Questions →
• A. From the passage on deep-learning virus classification, copy the part that opens with the words containing "The DL models" and closes with "identification of viruses from TEM images.".
• B. In the passage on deep-learning virus classification, which virus family did the PCA and t-SNE clustering show to be closest to SARS-CoV–2?
• C. Continue the passage on deep-learning virus classification with the next part, starting after its final sentence.

Document segment →
[Start of Attachment]

Since the COVID–19 pandemic is currently threatening many human lives, there is an immediate need for better tools to identify novel viruses for pathogenesis, treatment and vaccine development for current pandemic and potential pandemics in future. We used DL for classification of SARS-CoV–2 virus and 15 other types of viruses. We also showed that PCA and t-SNE can provide information about the similarity of a novel virus to other virus families. Using TEM images PCA and t-SNE, clustering results showed SARS-CoV–2 is closest to Influenza among 15 virus families considered in our study. Our approach helps to provide more accurate identification of a virus from TEM images, given high level of expertise required for analysis of TEM images, and also high chances of false positive or false negative in manual analysis of TEM images. To the best of our knowledge, this is the first study that uses pretrained DL models for classification of viruses from TEM images.
The DL models used in this paper are relatively large models in terms of model parameters. Training of these models will need large datasets as well as time. Using pretrained models, we developed DL frameworks for identification of TEM images more efficiently in terms of time and data required to train the models. These models are pretrained using large datasets; i.e., the ImageNet dataset 20. All the three DL models considered in this paper provided predictions with accuracy larger than 70.6% (at 95% CI, Table 2), and the ROC curve showed areas larger than 0.9 (Fig. 3). Therefore, these DL models can be suitable candidates to further improve identification of viruses from TEM images.

[End of Attachment]

Extracted records →

[Start of Attachment]

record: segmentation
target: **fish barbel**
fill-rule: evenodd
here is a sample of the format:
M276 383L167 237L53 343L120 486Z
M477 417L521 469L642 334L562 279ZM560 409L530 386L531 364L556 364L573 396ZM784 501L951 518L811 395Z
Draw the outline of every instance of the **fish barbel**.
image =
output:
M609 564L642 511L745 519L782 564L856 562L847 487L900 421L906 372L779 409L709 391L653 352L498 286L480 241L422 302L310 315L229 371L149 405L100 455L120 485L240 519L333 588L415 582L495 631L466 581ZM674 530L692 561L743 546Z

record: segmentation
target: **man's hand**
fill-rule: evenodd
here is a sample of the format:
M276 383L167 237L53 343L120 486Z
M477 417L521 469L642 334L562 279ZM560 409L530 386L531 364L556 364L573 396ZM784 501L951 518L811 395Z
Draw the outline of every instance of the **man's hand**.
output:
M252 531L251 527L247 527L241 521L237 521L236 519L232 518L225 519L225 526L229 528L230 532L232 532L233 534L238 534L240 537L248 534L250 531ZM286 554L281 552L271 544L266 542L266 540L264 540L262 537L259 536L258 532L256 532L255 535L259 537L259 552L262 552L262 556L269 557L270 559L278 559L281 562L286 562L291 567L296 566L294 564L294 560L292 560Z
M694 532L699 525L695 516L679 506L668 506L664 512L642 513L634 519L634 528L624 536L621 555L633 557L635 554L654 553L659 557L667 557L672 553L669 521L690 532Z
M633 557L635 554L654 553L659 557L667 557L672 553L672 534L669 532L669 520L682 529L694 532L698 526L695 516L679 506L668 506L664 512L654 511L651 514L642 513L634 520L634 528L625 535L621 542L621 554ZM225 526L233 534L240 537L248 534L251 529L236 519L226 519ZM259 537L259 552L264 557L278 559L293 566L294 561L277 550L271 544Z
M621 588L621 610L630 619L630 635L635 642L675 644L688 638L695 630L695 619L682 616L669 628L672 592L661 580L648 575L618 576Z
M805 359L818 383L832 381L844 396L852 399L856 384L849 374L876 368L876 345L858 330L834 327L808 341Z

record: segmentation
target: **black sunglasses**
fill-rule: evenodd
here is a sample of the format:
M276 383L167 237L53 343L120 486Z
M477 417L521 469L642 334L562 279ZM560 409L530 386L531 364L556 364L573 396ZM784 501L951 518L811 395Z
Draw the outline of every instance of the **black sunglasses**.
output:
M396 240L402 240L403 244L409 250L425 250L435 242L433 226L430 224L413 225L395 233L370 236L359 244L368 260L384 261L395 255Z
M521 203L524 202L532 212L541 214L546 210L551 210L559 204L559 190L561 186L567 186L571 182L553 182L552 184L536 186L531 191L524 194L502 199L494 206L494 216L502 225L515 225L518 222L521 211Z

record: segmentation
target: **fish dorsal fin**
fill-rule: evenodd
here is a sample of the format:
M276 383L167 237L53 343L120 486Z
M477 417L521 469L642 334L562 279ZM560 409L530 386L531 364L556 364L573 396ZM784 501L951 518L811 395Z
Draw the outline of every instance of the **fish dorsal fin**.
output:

[End of Attachment]

Task results →
• A.
The DL models used in this paper are relatively large models in terms of model parameters. Training of these models will need large datasets as well as time. Using pretrained models, we developed DL frameworks for identification of TEM images more efficiently in terms of time and data required to train the models. These models are pretrained using large datasets; i.e., the ImageNet dataset 20. All the three DL models considered in this paper provided predictions with accuracy larger than 70.6% (at 95% CI, Table 2), and the ROC curve showed areas larger than 0.9 (Fig. 3). Therefore, these DL models can be suitable candidates to further improve identification of viruses from TEM images.

• B. Influenza

• C.
The results from PCA and t-SNT provided the closest family of SARS-CoV–2. According to PCA and t-SNT visualizations, the novel virus is close to Influenza family of viruses (Figs. 4 and 5). These results should be interpreted by caution, however, as more computational and experimental investigations are needed to assess the similarities between SARS-CoV–2 and Influenza. As observed from PCA and t-SNT results (Figs. 4 and 5), Marburg and Ebola are also similar to each other. Because Marburg and Ebola are from Filoviridae family virus families 26,27, our PCA and t-SNE are in line with literature. Our results can provide insights in future novel viruses to enable more rapid treatment and vaccine development.
One future advancement may be using our methodology for TEM images without negative staining 28. If ML algorithms can classify TEM images without staining, it could further reduce time for virus studies. The virus images used in our study were negative staining TEM images as the dataset we had was composed of this kind of images 6. Application of our methodology to TEM images without negative staining could show the capability of ML in classifying them if the dataset without staining becomes available.
One of the limitations of this study was the limited number of SARS-CoV–2 images (n = 25 before image augmentation). We used image augmentation to generate more SARS-CoV- 2 images from available TEM images. The results for prediction of SARS-CoV–2 family were relatively better than other families (AlexNet and SqueezeNet, Fig. 3). This result may be due to limited number of SARS-CoV–2 images, and using augmentation to produce more images. If we had more images, the images used for training would have more variability. Having more images can lead to more accurate predictions for future SARS-CoV–2 images. This limitation can be addressed as more image data from this novel virus become available.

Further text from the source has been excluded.